▸ **Information shown**:
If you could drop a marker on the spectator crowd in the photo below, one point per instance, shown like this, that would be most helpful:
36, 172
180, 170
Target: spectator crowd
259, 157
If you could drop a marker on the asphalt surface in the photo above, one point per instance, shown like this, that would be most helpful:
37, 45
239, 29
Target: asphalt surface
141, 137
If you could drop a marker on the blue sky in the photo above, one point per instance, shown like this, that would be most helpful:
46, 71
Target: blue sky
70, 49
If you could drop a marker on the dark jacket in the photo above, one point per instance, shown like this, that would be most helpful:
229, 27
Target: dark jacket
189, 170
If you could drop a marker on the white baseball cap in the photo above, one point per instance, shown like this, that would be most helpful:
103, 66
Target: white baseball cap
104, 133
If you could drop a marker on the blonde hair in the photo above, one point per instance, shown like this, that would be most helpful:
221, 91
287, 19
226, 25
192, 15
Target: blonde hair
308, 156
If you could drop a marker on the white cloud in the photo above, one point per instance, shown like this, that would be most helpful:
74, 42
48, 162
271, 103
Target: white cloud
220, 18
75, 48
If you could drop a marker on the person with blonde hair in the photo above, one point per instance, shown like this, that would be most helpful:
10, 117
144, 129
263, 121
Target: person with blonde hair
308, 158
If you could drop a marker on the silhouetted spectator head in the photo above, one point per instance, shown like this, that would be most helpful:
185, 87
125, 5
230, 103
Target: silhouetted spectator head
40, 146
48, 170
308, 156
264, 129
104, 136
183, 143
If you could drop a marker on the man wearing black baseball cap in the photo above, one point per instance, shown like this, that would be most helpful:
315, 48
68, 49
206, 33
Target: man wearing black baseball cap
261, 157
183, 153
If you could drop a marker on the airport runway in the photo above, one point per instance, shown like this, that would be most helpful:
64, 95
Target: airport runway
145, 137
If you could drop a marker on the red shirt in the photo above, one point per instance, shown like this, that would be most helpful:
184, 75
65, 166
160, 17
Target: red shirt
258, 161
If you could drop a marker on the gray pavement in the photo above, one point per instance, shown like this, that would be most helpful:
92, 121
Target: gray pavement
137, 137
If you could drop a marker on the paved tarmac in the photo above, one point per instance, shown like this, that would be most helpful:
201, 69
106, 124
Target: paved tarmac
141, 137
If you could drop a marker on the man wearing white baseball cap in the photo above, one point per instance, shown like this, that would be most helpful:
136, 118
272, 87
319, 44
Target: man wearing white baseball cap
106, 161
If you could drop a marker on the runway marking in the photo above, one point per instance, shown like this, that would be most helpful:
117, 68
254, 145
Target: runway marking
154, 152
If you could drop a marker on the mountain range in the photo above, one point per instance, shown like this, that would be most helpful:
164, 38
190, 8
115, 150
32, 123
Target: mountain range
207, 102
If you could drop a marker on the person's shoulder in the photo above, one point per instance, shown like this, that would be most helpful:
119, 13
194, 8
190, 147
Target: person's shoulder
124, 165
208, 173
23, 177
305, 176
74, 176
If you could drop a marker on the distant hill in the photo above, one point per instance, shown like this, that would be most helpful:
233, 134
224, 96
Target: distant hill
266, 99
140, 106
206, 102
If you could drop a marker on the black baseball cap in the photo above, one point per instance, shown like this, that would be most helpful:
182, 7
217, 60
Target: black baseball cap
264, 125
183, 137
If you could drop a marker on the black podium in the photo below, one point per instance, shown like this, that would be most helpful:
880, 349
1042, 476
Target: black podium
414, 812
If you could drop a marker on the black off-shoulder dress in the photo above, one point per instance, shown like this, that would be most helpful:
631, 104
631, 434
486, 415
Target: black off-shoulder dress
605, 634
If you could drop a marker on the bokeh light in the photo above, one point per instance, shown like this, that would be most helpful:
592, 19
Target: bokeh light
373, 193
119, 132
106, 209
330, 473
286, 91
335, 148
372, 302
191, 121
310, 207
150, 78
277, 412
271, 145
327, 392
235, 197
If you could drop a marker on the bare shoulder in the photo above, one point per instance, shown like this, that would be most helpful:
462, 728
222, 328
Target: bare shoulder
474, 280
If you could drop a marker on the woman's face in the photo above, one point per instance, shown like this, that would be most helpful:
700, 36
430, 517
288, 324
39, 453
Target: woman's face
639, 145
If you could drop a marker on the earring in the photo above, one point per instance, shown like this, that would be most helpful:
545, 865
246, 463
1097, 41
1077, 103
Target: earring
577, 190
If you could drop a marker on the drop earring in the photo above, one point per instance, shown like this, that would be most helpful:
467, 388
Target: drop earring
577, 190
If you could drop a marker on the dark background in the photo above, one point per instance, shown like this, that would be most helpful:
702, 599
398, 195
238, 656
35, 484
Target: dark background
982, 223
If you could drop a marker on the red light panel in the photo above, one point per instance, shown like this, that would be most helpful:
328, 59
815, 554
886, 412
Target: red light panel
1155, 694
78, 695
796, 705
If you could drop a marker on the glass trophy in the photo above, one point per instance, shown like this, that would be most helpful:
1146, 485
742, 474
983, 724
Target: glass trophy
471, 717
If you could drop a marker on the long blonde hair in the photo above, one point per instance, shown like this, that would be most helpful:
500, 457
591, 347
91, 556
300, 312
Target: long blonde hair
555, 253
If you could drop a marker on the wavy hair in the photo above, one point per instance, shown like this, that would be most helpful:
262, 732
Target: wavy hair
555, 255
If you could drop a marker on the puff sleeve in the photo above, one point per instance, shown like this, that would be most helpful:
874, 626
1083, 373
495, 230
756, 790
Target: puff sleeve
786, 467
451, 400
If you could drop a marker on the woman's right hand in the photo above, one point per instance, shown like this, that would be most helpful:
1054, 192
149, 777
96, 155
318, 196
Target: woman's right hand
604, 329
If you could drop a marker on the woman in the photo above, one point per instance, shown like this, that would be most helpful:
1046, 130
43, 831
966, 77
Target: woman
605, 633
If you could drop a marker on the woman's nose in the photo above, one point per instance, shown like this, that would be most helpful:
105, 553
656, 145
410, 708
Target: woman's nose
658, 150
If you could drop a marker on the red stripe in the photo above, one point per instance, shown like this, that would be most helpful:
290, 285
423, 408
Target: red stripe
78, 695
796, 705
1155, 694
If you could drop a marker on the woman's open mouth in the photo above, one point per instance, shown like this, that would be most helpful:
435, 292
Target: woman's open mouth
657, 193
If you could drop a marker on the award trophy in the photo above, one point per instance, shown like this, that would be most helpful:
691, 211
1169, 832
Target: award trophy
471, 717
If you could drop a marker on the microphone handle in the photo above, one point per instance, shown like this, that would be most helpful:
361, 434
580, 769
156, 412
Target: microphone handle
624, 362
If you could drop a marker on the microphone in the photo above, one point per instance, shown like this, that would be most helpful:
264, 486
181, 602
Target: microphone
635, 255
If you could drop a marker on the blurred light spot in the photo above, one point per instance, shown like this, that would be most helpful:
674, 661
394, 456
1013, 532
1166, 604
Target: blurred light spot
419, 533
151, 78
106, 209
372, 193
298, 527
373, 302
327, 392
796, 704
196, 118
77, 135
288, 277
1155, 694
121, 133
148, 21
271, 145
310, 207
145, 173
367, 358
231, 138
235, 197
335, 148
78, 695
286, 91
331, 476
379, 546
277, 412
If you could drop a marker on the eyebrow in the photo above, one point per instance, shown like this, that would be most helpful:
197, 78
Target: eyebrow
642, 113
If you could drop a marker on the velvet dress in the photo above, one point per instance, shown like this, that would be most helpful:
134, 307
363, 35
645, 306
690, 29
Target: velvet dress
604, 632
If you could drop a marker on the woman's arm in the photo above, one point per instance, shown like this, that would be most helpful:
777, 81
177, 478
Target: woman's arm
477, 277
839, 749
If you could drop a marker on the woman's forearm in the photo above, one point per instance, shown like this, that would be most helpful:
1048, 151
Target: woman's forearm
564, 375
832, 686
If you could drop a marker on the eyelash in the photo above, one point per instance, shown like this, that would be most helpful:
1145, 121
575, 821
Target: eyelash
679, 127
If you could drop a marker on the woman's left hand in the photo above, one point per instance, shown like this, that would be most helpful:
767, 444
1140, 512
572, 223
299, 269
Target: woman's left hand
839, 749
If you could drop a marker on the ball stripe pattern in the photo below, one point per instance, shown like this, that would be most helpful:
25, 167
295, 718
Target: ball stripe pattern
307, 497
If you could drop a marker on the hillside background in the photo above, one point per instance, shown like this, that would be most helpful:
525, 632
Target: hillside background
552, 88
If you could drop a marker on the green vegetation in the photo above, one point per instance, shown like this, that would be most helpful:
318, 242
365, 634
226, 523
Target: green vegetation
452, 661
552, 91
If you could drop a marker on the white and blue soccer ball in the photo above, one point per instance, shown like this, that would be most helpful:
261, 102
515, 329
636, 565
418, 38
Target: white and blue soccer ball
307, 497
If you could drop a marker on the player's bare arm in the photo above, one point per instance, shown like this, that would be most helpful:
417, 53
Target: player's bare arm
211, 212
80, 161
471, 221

▸ **Goal**: Lay out the part of the records above that opens with the line containing "If you could drop a marker on the white and" and runs through the end of the records as a numbered list. Leave out any blank lines.

▸ **Result**:
1. If you could drop a marker on the white and blue soccer ball in the photo above, one point per instance, shown like this, that would be most helpful:
2. 261, 102
3. 515, 329
4. 636, 565
5. 418, 38
6. Target: white and blue soccer ball
7. 307, 497
8. If you could drop a marker on the player's bare arm in the photo above, one point per instance, shown like this, that would be most helpful:
9. 417, 53
10. Target: player's bare arm
11. 211, 212
12. 80, 161
13. 471, 221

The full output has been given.